##### DATA SUPPLIED

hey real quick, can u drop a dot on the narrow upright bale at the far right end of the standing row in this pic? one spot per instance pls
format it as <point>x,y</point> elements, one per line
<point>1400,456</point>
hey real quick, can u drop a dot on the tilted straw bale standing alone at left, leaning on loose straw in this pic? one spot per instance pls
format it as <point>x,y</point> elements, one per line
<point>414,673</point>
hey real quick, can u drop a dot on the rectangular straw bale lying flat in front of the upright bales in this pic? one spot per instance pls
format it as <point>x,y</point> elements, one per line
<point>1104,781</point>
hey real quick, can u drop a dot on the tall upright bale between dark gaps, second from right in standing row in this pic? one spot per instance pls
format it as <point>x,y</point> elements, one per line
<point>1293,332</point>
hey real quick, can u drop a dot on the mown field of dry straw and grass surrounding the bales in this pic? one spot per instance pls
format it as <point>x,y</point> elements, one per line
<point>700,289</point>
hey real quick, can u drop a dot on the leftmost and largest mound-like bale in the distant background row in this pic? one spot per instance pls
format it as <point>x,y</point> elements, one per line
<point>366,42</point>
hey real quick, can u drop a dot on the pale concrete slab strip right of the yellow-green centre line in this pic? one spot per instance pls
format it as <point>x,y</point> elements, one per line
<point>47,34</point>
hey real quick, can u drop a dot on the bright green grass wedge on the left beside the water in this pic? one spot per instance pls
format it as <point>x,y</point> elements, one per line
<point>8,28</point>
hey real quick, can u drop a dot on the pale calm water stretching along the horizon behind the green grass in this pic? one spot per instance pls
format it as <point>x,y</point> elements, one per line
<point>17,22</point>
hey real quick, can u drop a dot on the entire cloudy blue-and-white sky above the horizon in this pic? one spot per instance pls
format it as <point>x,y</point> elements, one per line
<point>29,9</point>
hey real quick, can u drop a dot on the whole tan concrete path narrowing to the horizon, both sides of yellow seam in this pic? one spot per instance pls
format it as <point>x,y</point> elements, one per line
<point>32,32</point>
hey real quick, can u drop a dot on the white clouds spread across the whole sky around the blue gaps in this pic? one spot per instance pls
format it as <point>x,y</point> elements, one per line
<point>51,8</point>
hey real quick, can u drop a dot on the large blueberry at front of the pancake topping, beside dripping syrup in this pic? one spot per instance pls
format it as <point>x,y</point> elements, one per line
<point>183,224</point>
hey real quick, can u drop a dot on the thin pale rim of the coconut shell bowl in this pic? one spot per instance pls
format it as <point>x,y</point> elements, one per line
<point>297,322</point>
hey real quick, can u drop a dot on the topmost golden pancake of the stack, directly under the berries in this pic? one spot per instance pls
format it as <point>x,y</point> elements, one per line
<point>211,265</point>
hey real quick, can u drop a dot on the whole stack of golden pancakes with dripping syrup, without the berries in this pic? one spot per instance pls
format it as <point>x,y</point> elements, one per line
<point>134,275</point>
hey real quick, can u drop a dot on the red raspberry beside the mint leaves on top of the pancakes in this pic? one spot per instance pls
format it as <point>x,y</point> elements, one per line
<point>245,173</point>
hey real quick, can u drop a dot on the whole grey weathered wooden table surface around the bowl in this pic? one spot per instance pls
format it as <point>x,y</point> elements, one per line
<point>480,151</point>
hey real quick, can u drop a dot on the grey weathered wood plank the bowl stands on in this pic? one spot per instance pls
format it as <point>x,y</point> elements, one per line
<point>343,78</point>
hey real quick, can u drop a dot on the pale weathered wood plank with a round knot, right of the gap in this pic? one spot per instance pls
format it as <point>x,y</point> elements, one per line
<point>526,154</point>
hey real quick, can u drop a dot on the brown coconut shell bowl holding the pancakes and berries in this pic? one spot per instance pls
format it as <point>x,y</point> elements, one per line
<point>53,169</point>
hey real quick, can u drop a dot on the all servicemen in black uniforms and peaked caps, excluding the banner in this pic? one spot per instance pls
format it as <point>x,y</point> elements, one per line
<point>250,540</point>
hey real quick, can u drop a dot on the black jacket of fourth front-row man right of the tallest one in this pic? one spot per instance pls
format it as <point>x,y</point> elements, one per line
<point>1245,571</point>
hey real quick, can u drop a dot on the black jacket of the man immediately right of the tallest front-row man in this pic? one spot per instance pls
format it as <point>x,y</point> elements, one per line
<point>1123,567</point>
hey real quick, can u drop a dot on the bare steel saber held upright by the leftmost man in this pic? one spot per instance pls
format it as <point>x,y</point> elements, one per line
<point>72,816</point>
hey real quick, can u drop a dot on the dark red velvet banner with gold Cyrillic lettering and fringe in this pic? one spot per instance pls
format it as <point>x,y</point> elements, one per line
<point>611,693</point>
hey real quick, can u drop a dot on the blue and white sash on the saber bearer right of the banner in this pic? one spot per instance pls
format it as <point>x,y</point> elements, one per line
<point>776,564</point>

##########

* _TASK GOAL_:
Reproduce every line in the records above that contains the word "shell".

* _EXPECTED ANSWER_:
hey real quick, can u drop a dot on the thin pale rim of the coconut shell bowl in this pic? one spot per instance pls
hey real quick, can u drop a dot on the brown coconut shell bowl holding the pancakes and berries in this pic? one spot per instance pls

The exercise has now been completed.